What you need to do:
1 – Please retype a passage from the Puerta del Sol article, starting at "Puerta del Sol, Toledo, Spain" and ending at "and vibrant city.".
2 – Summarize the Puerta del Sol article in two sentences.

Document excerpt:
Puerta del Sol, Toledo, Spain

Category: Toledo

If you plan to travel to the Madrid region of Spain, you should really consider making a daytrip (or two) to the city of Toledo, located approximately 45 miles from the Spanish capital.  Toledo is the capital of the Autonomous Community of Castile-La Mancha and the capital of the province of Toledo.  Visitors to this picturesque city—a city surrounded by the meandering waters of the Tagus River—will find a number of ancient structures and monuments to visit, which collectively depict the heritage and culture of this great city; a city that throughout most of its history (a history that dates back to Roman times) was of great political and cultural significance.  In the article below we will discuss one of these ancient structures, the Puerta del Sol, one of the many prime attractions in this very beautiful and vibrant city.

Puerta del Sol:  Overview

The Puerta del Sol, or “Gateway of the Sun,” is one of many city gates that grace the landscape of Toledo, Spain.  Its history and beautiful architecture makes it a must-see attraction for tourists who plan to visit this ancient city.  It is located on the Calle Carretas, in Toledo, not far from the Christ of the Light Mosque and the Santiago del Arrabal Church.  It was built in the late 13th and early 14th century by the Knights Hospitaller, a group known for being one of the most famous Western Christian military orders during the Middle Ages.

Like many other structures in Toledo, the Puerta del Sol was built in the Mudejar style of architecture, a style that became the norm during Spain’s Moorish era.  It was initially built as a gate to enter the Muslim medina, prior to the expansion of the city wall.  After the expansion, however, the gate no longer had a protective function, so it instead became a second city gate (the Bisagra Gate was the first) for transit in and out of the city.

Extracted data entries
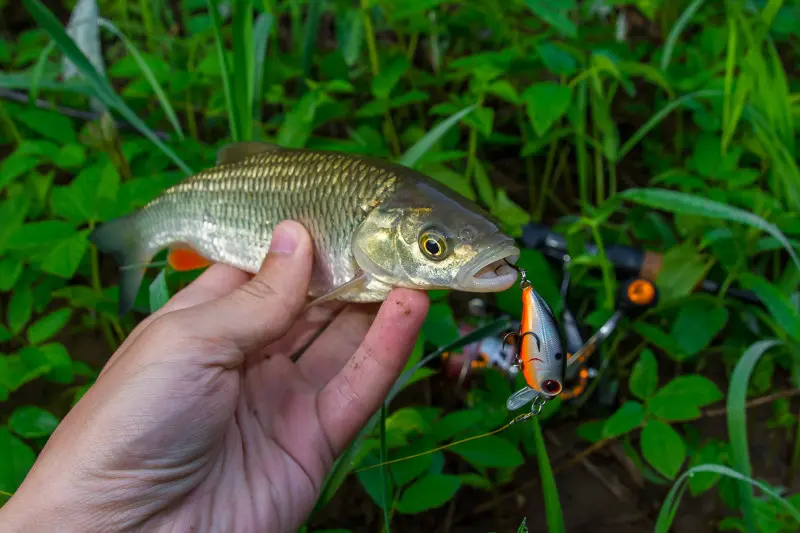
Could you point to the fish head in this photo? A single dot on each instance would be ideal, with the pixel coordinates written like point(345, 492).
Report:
point(550, 359)
point(426, 237)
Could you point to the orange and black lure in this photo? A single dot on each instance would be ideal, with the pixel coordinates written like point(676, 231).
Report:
point(541, 357)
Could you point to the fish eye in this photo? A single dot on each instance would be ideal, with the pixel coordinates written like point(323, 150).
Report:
point(551, 386)
point(433, 245)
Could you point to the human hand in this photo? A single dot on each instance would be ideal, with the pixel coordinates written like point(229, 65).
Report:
point(201, 421)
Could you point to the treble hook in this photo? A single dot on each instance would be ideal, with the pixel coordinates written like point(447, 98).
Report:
point(522, 273)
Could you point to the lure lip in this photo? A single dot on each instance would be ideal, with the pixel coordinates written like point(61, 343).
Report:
point(490, 271)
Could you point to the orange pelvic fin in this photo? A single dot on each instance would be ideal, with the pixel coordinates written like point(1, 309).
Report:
point(184, 259)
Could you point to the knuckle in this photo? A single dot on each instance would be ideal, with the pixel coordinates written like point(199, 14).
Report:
point(259, 288)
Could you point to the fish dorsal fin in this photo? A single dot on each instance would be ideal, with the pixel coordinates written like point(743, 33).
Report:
point(235, 152)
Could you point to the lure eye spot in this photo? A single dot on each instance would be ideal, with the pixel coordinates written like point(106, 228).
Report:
point(551, 386)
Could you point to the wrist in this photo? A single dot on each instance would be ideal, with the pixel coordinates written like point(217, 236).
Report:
point(34, 511)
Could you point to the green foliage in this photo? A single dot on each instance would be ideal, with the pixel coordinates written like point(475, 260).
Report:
point(676, 136)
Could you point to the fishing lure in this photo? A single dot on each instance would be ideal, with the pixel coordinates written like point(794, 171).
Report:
point(541, 356)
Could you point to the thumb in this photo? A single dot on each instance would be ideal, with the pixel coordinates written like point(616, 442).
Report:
point(263, 309)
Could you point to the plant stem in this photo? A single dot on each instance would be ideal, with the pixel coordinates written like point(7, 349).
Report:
point(189, 103)
point(371, 45)
point(147, 20)
point(548, 172)
point(605, 266)
point(9, 128)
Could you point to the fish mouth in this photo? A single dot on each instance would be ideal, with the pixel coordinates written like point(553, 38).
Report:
point(490, 271)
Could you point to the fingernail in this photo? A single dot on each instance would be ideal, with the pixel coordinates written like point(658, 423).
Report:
point(284, 239)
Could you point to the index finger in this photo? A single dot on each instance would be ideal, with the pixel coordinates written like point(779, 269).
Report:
point(353, 395)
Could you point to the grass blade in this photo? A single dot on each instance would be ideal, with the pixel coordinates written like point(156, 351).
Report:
point(163, 100)
point(552, 504)
point(420, 148)
point(243, 67)
point(676, 32)
point(658, 117)
point(45, 18)
point(689, 204)
point(310, 37)
point(38, 71)
point(673, 499)
point(261, 40)
point(216, 22)
point(737, 423)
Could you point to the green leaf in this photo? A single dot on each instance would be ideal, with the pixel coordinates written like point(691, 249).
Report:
point(697, 324)
point(552, 504)
point(14, 372)
point(737, 420)
point(20, 308)
point(504, 90)
point(557, 60)
point(440, 326)
point(30, 422)
point(511, 215)
point(48, 124)
point(12, 214)
point(390, 75)
point(592, 430)
point(670, 507)
point(546, 102)
point(47, 326)
point(40, 234)
point(10, 269)
point(53, 358)
point(408, 470)
point(628, 417)
point(421, 147)
point(657, 337)
point(778, 304)
point(471, 479)
point(555, 14)
point(15, 165)
point(710, 452)
point(644, 376)
point(350, 34)
point(429, 492)
point(681, 398)
point(70, 156)
point(489, 451)
point(17, 460)
point(688, 204)
point(663, 448)
point(161, 96)
point(296, 128)
point(65, 257)
point(681, 271)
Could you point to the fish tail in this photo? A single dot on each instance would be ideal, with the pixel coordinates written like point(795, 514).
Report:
point(121, 239)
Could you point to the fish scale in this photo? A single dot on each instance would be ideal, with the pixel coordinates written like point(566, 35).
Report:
point(239, 205)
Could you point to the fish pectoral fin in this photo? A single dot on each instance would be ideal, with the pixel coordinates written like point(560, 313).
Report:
point(357, 284)
point(185, 259)
point(235, 152)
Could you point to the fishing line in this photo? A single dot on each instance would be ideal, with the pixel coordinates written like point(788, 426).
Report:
point(519, 418)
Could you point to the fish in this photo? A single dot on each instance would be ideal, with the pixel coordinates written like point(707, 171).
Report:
point(541, 357)
point(375, 225)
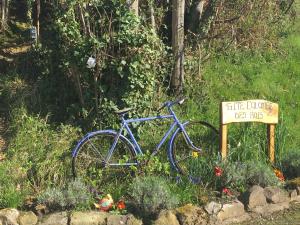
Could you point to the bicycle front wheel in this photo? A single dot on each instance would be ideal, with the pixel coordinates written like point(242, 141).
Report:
point(187, 160)
point(90, 158)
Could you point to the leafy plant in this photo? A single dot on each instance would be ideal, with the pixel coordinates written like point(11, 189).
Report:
point(240, 175)
point(42, 151)
point(290, 164)
point(151, 194)
point(75, 196)
point(13, 185)
point(53, 198)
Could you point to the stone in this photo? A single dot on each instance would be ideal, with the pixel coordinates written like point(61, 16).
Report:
point(254, 197)
point(213, 207)
point(166, 217)
point(131, 220)
point(191, 215)
point(9, 216)
point(275, 195)
point(27, 218)
point(231, 210)
point(123, 220)
point(270, 208)
point(88, 218)
point(60, 218)
point(293, 194)
point(116, 220)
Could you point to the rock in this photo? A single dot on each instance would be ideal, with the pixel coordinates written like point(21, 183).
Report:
point(60, 218)
point(270, 208)
point(166, 217)
point(123, 220)
point(231, 210)
point(275, 195)
point(88, 218)
point(116, 219)
point(131, 220)
point(293, 194)
point(254, 197)
point(27, 218)
point(191, 215)
point(9, 216)
point(213, 207)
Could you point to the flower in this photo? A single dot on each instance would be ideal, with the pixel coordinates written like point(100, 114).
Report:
point(279, 174)
point(226, 191)
point(218, 171)
point(121, 205)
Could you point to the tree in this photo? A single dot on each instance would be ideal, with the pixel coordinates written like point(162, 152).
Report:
point(134, 6)
point(4, 13)
point(177, 78)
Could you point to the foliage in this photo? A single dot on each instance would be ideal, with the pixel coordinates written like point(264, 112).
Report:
point(241, 175)
point(131, 62)
point(290, 164)
point(75, 196)
point(150, 194)
point(13, 186)
point(151, 165)
point(40, 150)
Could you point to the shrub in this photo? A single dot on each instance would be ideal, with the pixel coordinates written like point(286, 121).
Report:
point(151, 194)
point(41, 150)
point(76, 195)
point(53, 198)
point(290, 164)
point(261, 174)
point(240, 175)
point(13, 189)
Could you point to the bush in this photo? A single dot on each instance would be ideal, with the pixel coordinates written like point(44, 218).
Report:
point(290, 164)
point(240, 175)
point(151, 194)
point(41, 150)
point(13, 189)
point(75, 196)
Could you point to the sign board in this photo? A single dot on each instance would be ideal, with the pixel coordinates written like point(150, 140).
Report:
point(249, 111)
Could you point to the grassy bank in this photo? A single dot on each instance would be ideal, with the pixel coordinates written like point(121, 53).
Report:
point(272, 74)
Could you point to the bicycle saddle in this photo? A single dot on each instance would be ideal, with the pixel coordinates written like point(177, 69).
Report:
point(123, 111)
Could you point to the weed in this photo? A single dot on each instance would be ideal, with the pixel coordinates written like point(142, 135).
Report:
point(151, 194)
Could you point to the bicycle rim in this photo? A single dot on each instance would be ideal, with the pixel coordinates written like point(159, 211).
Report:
point(90, 165)
point(188, 161)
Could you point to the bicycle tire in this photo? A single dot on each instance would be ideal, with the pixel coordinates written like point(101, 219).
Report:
point(186, 160)
point(89, 156)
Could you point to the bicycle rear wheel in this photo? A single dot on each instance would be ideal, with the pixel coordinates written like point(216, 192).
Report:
point(185, 159)
point(90, 158)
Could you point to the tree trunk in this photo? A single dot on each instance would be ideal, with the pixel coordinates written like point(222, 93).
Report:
point(38, 12)
point(177, 78)
point(152, 16)
point(134, 6)
point(3, 16)
point(196, 15)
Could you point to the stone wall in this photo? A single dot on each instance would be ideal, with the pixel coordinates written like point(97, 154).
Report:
point(256, 202)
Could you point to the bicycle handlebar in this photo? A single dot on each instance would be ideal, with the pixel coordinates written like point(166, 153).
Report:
point(169, 104)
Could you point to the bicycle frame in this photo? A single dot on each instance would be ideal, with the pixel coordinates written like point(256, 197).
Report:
point(137, 148)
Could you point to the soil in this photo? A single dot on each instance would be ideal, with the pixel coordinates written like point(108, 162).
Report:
point(290, 216)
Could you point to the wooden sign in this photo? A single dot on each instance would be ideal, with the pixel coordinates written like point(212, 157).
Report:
point(249, 111)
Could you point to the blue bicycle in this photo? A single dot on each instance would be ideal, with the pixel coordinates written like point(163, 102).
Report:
point(108, 153)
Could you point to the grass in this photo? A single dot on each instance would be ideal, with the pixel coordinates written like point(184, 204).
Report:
point(271, 74)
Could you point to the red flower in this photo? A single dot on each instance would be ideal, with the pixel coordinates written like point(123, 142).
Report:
point(218, 171)
point(279, 175)
point(121, 205)
point(226, 191)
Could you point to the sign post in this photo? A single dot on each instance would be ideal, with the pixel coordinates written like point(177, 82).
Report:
point(249, 111)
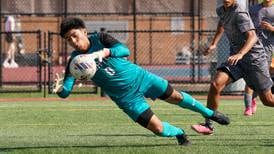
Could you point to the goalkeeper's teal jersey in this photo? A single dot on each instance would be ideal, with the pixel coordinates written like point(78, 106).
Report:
point(115, 75)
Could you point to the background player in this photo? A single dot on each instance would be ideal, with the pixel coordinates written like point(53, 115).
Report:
point(262, 16)
point(126, 83)
point(247, 59)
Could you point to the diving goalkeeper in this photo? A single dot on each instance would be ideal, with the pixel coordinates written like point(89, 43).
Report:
point(127, 84)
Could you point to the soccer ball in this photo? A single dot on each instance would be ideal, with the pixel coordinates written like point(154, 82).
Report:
point(82, 67)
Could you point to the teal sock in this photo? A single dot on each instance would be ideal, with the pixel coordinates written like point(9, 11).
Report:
point(247, 100)
point(170, 131)
point(191, 103)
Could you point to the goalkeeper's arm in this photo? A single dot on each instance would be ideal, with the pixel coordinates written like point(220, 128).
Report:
point(66, 87)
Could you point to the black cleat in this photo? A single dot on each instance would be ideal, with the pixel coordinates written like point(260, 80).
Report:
point(220, 118)
point(182, 140)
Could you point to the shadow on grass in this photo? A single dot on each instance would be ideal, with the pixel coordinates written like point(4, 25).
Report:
point(116, 135)
point(10, 149)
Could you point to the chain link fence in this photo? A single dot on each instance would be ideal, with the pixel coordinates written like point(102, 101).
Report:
point(165, 37)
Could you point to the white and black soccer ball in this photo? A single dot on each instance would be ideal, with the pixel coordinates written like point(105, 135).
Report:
point(82, 67)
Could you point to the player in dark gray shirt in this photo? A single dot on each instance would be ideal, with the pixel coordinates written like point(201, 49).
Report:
point(247, 59)
point(262, 16)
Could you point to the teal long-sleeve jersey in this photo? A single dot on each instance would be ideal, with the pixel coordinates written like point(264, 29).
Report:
point(115, 75)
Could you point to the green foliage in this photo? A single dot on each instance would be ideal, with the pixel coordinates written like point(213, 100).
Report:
point(101, 127)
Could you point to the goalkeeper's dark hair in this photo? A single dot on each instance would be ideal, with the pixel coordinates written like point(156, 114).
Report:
point(71, 23)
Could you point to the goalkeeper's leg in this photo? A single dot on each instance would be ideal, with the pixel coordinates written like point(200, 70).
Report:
point(150, 121)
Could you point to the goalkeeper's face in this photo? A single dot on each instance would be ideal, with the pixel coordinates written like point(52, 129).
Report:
point(78, 39)
point(228, 3)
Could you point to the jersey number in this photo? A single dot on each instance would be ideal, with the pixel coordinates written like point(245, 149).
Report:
point(109, 71)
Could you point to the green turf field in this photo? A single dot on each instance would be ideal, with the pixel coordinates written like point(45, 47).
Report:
point(100, 127)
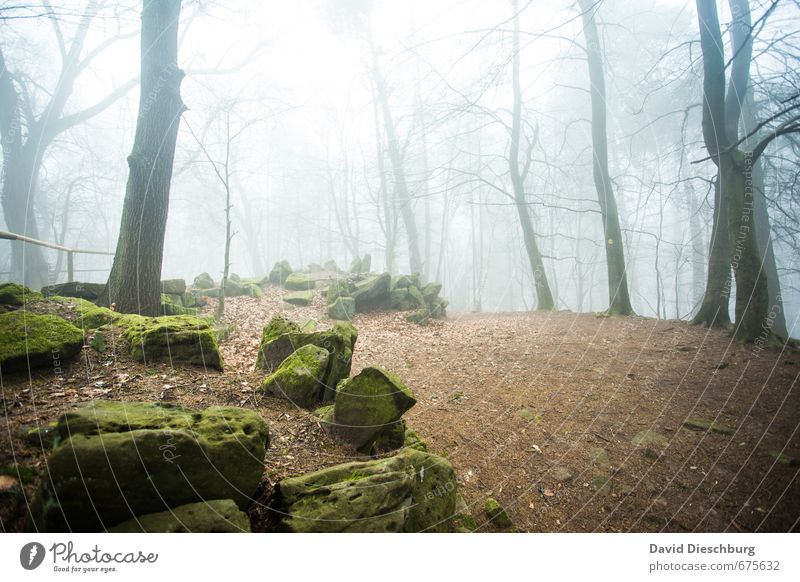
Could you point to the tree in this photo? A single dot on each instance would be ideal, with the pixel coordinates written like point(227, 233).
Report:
point(619, 302)
point(134, 281)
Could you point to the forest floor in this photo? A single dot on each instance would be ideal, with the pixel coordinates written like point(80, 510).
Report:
point(538, 410)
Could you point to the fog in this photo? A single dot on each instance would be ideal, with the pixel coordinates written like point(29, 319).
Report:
point(285, 97)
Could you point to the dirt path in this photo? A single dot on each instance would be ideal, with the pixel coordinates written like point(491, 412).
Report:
point(536, 410)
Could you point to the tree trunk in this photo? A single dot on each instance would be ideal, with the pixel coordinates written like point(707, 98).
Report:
point(544, 296)
point(134, 281)
point(619, 302)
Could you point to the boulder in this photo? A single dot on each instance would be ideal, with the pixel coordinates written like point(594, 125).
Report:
point(13, 295)
point(114, 461)
point(344, 309)
point(372, 292)
point(280, 271)
point(30, 341)
point(282, 337)
point(301, 377)
point(299, 282)
point(203, 281)
point(173, 286)
point(412, 491)
point(368, 409)
point(179, 338)
point(301, 298)
point(88, 291)
point(215, 516)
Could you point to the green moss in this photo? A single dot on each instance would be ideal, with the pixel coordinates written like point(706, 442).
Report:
point(27, 339)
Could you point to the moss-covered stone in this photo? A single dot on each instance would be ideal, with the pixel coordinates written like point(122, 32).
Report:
point(14, 295)
point(151, 455)
point(301, 377)
point(497, 513)
point(301, 298)
point(343, 309)
point(368, 408)
point(299, 282)
point(280, 272)
point(282, 337)
point(179, 338)
point(409, 492)
point(215, 516)
point(203, 281)
point(30, 341)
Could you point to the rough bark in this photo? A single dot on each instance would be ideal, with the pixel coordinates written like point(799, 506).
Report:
point(619, 302)
point(134, 282)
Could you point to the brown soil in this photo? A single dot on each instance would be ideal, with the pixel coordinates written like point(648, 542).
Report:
point(521, 404)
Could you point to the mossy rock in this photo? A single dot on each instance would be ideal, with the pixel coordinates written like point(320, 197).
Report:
point(173, 286)
point(299, 282)
point(343, 309)
point(88, 291)
point(29, 341)
point(497, 513)
point(301, 298)
point(215, 516)
point(203, 281)
point(14, 295)
point(412, 491)
point(179, 338)
point(372, 292)
point(282, 337)
point(114, 461)
point(300, 379)
point(368, 408)
point(279, 273)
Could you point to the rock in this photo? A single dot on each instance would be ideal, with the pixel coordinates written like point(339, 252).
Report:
point(282, 337)
point(344, 309)
point(30, 341)
point(701, 425)
point(88, 291)
point(280, 271)
point(301, 298)
point(301, 377)
point(408, 492)
point(497, 513)
point(173, 286)
point(299, 282)
point(178, 338)
point(339, 288)
point(372, 292)
point(368, 408)
point(13, 295)
point(215, 516)
point(203, 281)
point(151, 455)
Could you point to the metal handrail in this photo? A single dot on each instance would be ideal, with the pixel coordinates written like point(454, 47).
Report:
point(70, 252)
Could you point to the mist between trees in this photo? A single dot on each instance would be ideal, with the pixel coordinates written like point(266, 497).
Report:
point(590, 156)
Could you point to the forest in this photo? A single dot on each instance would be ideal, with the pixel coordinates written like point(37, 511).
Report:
point(375, 266)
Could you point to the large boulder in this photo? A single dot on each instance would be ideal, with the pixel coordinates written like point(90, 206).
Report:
point(30, 341)
point(179, 338)
point(203, 281)
point(282, 337)
point(114, 461)
point(412, 491)
point(88, 291)
point(173, 286)
point(216, 516)
point(13, 295)
point(301, 377)
point(279, 273)
point(367, 410)
point(372, 292)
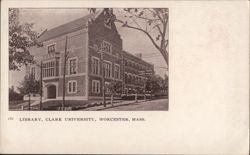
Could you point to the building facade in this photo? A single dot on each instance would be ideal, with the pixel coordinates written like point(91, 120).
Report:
point(89, 50)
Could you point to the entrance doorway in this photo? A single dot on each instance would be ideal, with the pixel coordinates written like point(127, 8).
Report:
point(51, 93)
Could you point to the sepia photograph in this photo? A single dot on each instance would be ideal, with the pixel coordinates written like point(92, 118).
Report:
point(124, 77)
point(90, 59)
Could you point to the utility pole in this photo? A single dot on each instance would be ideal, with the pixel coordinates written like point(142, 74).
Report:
point(64, 69)
point(41, 85)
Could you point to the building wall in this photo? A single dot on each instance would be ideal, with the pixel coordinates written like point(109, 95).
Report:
point(134, 72)
point(76, 45)
point(98, 33)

Answers in order:
1 –
Puerta del Sol, Toledo, Spain

Category: Toledo

If you plan to travel to the Madrid region of Spain, you should really consider making a daytrip (or two) to the city of Toledo, located approximately 45 miles from the Spanish capital.  Toledo is the capital of the Autonomous Community of Castile-La Mancha and the capital of the province of Toledo.  Visitors to this picturesque city—a city surrounded by the meandering waters of the Tagus River—will find a number of ancient structures and monuments to visit, which collectively depict the heritage and culture of this great city; a city that throughout most of its history (a history that dates back to Roman times) was of great political and cultural significance.  In the article below we will discuss one of these ancient structures, the Puerta del Sol, one of the many prime attractions in this very beautiful and vibrant city.

2 – The Puerta del Sol, or "Gateway of the Sun," is a city gate on Calle Carretas in Toledo, Spain, built in the late 13th and early 14th century by the Knights Hospitaller in the Mudejar style. It was first a gate into the Muslim medina, but after the city wall was expanded it lost its protective function and became Toledo's second city gate, after the Bisagra Gate, for transit in and out of the city.